(WHAT IS NEEDED): Print the data exactly as it is given, please.

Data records
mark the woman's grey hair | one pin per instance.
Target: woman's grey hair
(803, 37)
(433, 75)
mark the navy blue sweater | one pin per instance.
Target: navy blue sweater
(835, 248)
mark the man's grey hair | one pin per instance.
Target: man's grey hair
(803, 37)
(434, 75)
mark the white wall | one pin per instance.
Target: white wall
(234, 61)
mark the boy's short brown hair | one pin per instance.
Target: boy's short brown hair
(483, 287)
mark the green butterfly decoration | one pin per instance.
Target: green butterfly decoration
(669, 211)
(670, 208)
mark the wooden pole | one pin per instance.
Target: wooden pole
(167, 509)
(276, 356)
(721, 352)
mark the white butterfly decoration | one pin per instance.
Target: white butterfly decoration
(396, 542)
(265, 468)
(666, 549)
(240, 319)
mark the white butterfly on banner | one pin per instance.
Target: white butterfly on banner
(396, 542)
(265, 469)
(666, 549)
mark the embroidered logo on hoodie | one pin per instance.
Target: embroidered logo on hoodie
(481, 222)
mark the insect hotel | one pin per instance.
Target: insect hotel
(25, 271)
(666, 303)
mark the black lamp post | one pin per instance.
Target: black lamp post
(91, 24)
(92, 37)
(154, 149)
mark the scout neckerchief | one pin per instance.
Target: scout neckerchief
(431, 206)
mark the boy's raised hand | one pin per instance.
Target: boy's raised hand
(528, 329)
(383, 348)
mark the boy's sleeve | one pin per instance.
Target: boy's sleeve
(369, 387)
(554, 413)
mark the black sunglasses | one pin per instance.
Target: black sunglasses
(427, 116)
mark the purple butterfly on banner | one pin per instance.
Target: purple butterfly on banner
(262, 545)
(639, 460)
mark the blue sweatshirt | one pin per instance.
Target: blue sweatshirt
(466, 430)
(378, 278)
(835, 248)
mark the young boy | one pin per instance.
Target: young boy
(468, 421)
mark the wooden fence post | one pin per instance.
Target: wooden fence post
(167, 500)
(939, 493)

(RESULT OF THIS TASK):
mark the woman's grey hair | one pin per instance.
Target: woman's grey hair
(803, 37)
(433, 75)
mark the navy blue sweater | one pin per instance.
Target: navy blue sweater
(835, 248)
mark the man's grey hair | one pin per instance.
Target: man's grey hair
(803, 37)
(434, 75)
mark the white wall | one pin per instance.
Target: white wall
(234, 61)
mark the boy's short brown hair | one pin per instance.
Target: boy's short brown hair
(483, 287)
mark the green butterfly decoration | one pin per instance.
Target: green butterfly decoration
(669, 211)
(670, 208)
mark the wooden pole | one pin per instance.
Target: wooden pole
(167, 509)
(276, 356)
(721, 352)
mark the white butterfly decoration | one pin per instance.
Target: white butterfly decoration
(396, 542)
(265, 468)
(666, 549)
(240, 319)
mark the white butterfly on banner | one pin per instance.
Target: white butterfly on banner
(396, 542)
(265, 469)
(666, 549)
mark the embroidered logo on hoodie | one pin per instance.
Target: embroidered logo on hoodie
(481, 222)
mark the insect hotel | one pin per instance.
Target: insect hotel
(25, 271)
(666, 303)
mark the black lamp post | one pin per instance.
Target: black lamp post
(91, 24)
(92, 37)
(154, 149)
mark the scout neckerchief | one pin per instance.
Target: scout neckerchief
(431, 206)
mark the boy's raised hand | one pin per instance.
Target: boy's raised hand
(528, 329)
(383, 348)
mark the boy's sleeve | one pin per instance.
Target: boy's sleeve
(369, 387)
(554, 413)
mark the black sunglasses | one pin per instance.
Target: black sunglasses
(427, 116)
mark the purple butterfly on banner | one pin per instance.
Target: purple butterfly on banner
(262, 545)
(639, 460)
mark the blue sweatshirt | one pin per instance.
Target: blue sweatshirt
(466, 430)
(378, 278)
(835, 248)
mark the young boy | one pin per instance.
Target: young boy
(468, 421)
mark the wooden fence post | one pin per instance.
Target: wooden fence post
(167, 500)
(939, 493)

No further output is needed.